--- EXERCISE BRIEF ---
Print the entries verbatim, leaving out the images they contain.

— Begin PROVIDED RECORDS —

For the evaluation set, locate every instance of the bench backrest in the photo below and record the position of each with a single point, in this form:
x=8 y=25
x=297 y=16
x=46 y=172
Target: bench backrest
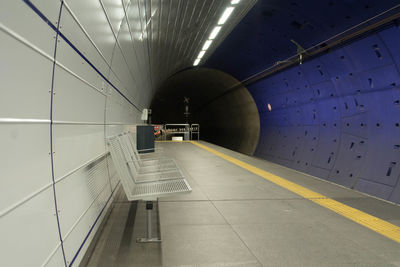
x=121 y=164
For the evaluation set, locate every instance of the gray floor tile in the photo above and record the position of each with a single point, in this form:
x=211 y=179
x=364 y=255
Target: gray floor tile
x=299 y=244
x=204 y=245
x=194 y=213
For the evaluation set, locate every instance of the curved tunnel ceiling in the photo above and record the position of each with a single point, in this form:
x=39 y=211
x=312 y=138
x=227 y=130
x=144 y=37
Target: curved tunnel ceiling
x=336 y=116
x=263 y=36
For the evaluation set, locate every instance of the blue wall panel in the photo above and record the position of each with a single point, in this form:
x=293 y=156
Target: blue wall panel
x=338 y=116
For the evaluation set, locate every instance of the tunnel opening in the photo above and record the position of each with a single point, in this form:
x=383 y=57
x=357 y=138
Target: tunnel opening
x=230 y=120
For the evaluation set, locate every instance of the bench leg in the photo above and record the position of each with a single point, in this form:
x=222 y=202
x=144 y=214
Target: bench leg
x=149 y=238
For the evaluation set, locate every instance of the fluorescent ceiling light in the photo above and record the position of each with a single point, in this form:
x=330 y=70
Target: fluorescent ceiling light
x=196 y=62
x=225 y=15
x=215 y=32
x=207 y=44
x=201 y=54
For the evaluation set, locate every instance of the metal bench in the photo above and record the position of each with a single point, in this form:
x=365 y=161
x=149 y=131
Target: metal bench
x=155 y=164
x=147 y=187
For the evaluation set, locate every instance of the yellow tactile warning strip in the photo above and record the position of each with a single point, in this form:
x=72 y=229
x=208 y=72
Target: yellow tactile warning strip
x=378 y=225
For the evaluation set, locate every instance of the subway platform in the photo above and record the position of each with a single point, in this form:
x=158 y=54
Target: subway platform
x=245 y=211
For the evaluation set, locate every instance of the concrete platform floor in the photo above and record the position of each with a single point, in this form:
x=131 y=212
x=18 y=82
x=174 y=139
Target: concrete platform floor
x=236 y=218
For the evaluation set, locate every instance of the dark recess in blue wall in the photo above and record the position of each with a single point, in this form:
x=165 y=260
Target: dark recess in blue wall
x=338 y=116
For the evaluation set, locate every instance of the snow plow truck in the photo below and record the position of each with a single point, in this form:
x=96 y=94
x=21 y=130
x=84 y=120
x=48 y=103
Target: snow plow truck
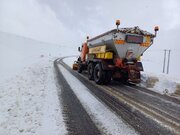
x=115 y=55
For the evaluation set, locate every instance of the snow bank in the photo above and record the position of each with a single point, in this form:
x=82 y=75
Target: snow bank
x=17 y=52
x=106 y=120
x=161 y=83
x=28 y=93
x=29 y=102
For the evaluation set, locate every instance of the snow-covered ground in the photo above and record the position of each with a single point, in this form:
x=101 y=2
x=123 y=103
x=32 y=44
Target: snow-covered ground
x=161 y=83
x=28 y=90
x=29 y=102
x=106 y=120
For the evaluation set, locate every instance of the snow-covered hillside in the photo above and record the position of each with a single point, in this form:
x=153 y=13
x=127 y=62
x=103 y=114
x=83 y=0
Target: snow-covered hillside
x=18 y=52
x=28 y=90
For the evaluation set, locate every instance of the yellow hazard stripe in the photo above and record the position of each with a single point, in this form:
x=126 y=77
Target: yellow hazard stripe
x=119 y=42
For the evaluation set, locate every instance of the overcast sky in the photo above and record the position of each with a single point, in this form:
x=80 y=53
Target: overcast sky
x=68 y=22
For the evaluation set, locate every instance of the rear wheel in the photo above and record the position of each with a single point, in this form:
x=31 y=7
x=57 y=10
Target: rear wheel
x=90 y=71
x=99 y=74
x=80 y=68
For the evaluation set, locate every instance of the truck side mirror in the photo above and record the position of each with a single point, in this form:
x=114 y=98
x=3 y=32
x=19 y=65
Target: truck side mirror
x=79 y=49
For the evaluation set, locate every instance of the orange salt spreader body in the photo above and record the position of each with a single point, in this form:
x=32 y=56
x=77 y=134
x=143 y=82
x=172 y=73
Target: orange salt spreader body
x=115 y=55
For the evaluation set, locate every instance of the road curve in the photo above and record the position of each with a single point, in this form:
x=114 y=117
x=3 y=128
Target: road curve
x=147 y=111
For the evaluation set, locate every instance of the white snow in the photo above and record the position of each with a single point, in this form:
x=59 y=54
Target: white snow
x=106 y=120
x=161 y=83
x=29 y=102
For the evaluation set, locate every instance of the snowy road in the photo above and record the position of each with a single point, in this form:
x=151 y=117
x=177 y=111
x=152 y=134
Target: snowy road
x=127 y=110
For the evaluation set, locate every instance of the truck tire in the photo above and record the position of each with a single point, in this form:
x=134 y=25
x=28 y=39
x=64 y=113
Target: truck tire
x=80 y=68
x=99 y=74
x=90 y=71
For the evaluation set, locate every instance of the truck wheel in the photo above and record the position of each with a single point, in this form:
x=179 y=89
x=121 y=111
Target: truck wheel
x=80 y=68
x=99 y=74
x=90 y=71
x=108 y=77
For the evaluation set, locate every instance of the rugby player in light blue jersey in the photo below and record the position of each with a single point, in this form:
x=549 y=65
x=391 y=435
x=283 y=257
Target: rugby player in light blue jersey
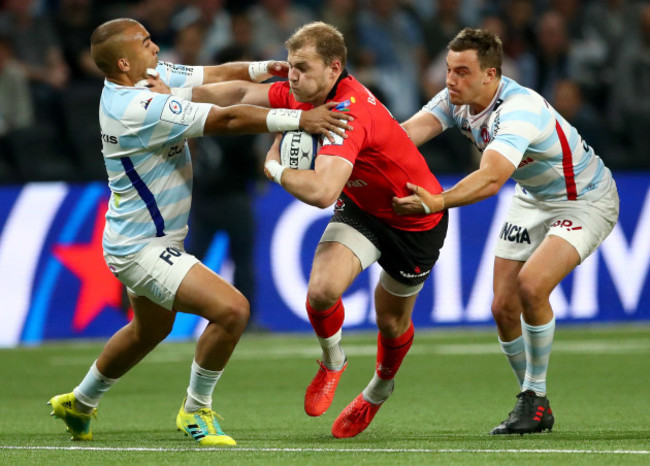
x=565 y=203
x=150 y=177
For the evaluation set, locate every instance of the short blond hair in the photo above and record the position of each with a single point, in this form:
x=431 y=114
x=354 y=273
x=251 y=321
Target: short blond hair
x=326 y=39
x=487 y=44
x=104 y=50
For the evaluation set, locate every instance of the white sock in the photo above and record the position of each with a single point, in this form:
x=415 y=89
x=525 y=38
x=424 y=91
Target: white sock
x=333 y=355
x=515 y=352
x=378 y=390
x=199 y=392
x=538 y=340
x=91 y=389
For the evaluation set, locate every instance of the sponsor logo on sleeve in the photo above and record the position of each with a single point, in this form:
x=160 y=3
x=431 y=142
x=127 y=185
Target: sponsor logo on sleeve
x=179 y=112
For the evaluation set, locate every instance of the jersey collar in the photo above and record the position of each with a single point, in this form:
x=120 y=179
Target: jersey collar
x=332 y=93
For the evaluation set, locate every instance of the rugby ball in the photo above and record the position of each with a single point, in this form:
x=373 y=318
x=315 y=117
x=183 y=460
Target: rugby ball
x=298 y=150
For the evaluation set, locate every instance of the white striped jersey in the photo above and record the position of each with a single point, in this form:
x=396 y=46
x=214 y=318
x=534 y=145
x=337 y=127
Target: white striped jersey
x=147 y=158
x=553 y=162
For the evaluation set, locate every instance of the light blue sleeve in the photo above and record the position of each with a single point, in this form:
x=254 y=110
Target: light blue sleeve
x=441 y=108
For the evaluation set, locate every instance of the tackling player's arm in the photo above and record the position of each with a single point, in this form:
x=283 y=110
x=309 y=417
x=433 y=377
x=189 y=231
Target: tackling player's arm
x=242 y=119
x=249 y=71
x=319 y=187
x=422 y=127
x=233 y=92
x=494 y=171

— End PROVIDED RECORDS —

--- EXERCISE RESPONSE ---
For the evaluation set, locate every instance of the bench backrest in the photo below and record the position of each with a single point, in this form:
x=8 y=25
x=297 y=16
x=46 y=172
Target: bench backrest
x=121 y=164
For the evaluation set, locate every instance of the gray floor tile in the photo above and record the position of each with a single point, in this form:
x=211 y=179
x=364 y=255
Target: gray floor tile
x=299 y=244
x=204 y=245
x=194 y=213
For the evaluation set, locate every instance of the curved tunnel ceiling in the photo above and record the position of each with a single point, in this form:
x=39 y=211
x=312 y=138
x=227 y=130
x=144 y=37
Target: curved tunnel ceiling
x=336 y=116
x=263 y=36
For the evaluation set, locate every instance of the blue wall panel in the photo above and record the position of each with a single point, in this form:
x=293 y=156
Target: blue wall panel
x=338 y=116
For the evaluation set, locate every instance of the tunnel opening in the photo above and record the position of each with a single point, in this form:
x=383 y=57
x=357 y=138
Target: tunnel opening
x=230 y=120
For the evaluation set, locate every instance of the bench leg in the photo above and record the position of each with a single point, in this form:
x=222 y=202
x=144 y=214
Target: bench leg
x=149 y=238
For the evaluation set, locate every instance of the fluorescent ceiling light in the photo above and record the position of each with a single point, in this form:
x=330 y=70
Target: fluorescent ceiling light
x=196 y=62
x=225 y=15
x=215 y=32
x=207 y=44
x=201 y=54
For the evaluation set, locate every instance of the metal bench in the photo above and record the position of each with a single point, in this form:
x=365 y=161
x=149 y=131
Target: metal bench
x=155 y=164
x=147 y=187
For the evaluation set, locate every instance of the yellow tactile warning strip in the photo above and record the position of each with a single point, in this form:
x=72 y=229
x=208 y=72
Target: yellow tactile warning strip
x=378 y=225
For the evaluation set, locate every instance of the subway platform in the photo above and record the position of each with a single point, in this form:
x=158 y=54
Target: subway platform
x=245 y=211
For the evaluation set, locate every instance of the concrete platform floor in the photo above and record the position of each with a single point, in this form:
x=131 y=212
x=18 y=82
x=174 y=139
Target: concrete platform floor
x=236 y=218
For the evaluation set, locate every instance of the dark recess in blue wall in the photo above and record the position of each with a single point, in this form:
x=165 y=260
Target: dark recess in blue wall
x=338 y=116
For the evaluation set, locate every instance of the snow plow truck in the photo below and record the position of each with a single point, in this form:
x=96 y=94
x=21 y=130
x=84 y=120
x=48 y=103
Target: snow plow truck
x=115 y=55
For the evaluation set, locate every instance of the snow bank in the photo above and record the position of each with a single point, in this form:
x=82 y=75
Target: snow bank
x=17 y=52
x=106 y=120
x=161 y=83
x=28 y=93
x=29 y=102
For the evaluation set, locate every instance of the snow-covered ground in the photo above and record the position of each with a single point, in this form:
x=101 y=2
x=123 y=103
x=32 y=44
Target: snow-covered ground
x=161 y=83
x=28 y=90
x=29 y=102
x=106 y=120
For the evaluation set, locate every instance of the snow-covered hillside in the photo above and record the position of each with a single point, in this form:
x=153 y=13
x=127 y=62
x=103 y=114
x=83 y=0
Target: snow-covered hillside
x=18 y=52
x=28 y=90
For the evaluation set, locate every instance of the yellow hazard stripe in the photo above and record the position of each with a single point, in this form:
x=126 y=77
Target: yellow hazard stripe
x=119 y=42
For the evaluation set, locate every instance of the overcast sky in the photo above and record the position of each with a single point, in this form:
x=80 y=53
Target: overcast sky
x=68 y=22
For the evaluation set, locate every instance of the rear wheel in the photo above and record the position of each with a single point, in this form:
x=31 y=7
x=57 y=10
Target: rear wheel
x=90 y=71
x=99 y=74
x=80 y=68
For the evaluation set, locate every instance of the truck side mirror in the photo above and record the position of each with a single point, in this form:
x=114 y=98
x=3 y=32
x=19 y=65
Target: truck side mirror
x=79 y=49
For the evaluation set, locate every instance of the orange salt spreader body in the photo above and record the position of each with a single point, in this form:
x=32 y=56
x=77 y=134
x=143 y=82
x=172 y=73
Target: orange salt spreader body
x=115 y=55
For the evaluation set, locate every instance of the road curve in the photo above and record the position of each with a single point, in this form:
x=114 y=117
x=3 y=128
Target: road curve
x=147 y=111
For the evaluation set, locate every instance of the white snow in the photo above and record the position of each with a single point, in this form:
x=59 y=54
Target: white snow
x=106 y=120
x=161 y=83
x=29 y=102
For the evaluation set, locate every instance of the snowy road in the photo above and record the position of each with a single point, in this form:
x=151 y=117
x=177 y=111
x=152 y=134
Target: snowy road
x=127 y=110
For the evaluation set, locate every instance of the truck tire in the photo above and record the position of each with a single point, in this form:
x=134 y=25
x=28 y=39
x=64 y=113
Target: truck tire
x=80 y=68
x=99 y=74
x=90 y=71
For the evaluation set, locate every instance of the truck wheel in the photo above and record the position of each with a single point, in this form:
x=179 y=89
x=121 y=111
Target: truck wheel
x=80 y=68
x=99 y=74
x=90 y=71
x=108 y=77
For the evaluation set, locate every instance of the rugby player in light blue jersey in the photo below and record the position of each with a single point, in this form:
x=549 y=65
x=391 y=435
x=283 y=257
Target: rugby player in light blue jersey
x=565 y=203
x=150 y=177
For the evaluation set, locate every instance of the short blond hair in the photo above and record the position of each with a single point, in this form:
x=431 y=114
x=354 y=273
x=251 y=321
Target: short blond hair
x=326 y=39
x=487 y=44
x=104 y=50
For the evaluation set, locate every instance of the white sock in the photo above and record the position of each with a single point, in this form:
x=415 y=89
x=525 y=38
x=424 y=91
Target: white sock
x=333 y=355
x=515 y=352
x=378 y=390
x=199 y=392
x=538 y=340
x=91 y=389
For the evaluation set, locate every instance of the sponsor logo on sleeve in the photo above and record the position of each with a single point, in this form:
x=160 y=3
x=431 y=142
x=127 y=185
Target: sponsor logo on sleeve
x=179 y=112
For the evaluation set, locate every instance of the jersey collar in the photo above and record the position of each with a single point, in this form:
x=120 y=179
Target: jersey collar
x=332 y=93
For the evaluation set, locate every instance of the rugby ball in the photo above and record the position of each with a single point, in this form:
x=373 y=318
x=315 y=117
x=183 y=460
Target: rugby ball
x=298 y=150
For the evaluation set, locate every instance of the white striped jersey in the photo above and record the position of each with a single point, in this form:
x=396 y=46
x=214 y=318
x=534 y=145
x=337 y=127
Target: white striped jersey
x=147 y=158
x=553 y=162
For the evaluation set, locate every instance of the light blue sleeve in the photo above and record the position of each with a single point, in this form:
x=254 y=110
Target: light blue sleeve
x=441 y=108
For the evaluation set, locate every instance of the tackling player's arm in the photo above and record the position of each with a single point, in this form:
x=283 y=110
x=309 y=417
x=433 y=377
x=189 y=231
Target: tackling player's arm
x=242 y=119
x=249 y=71
x=319 y=187
x=422 y=127
x=233 y=92
x=494 y=171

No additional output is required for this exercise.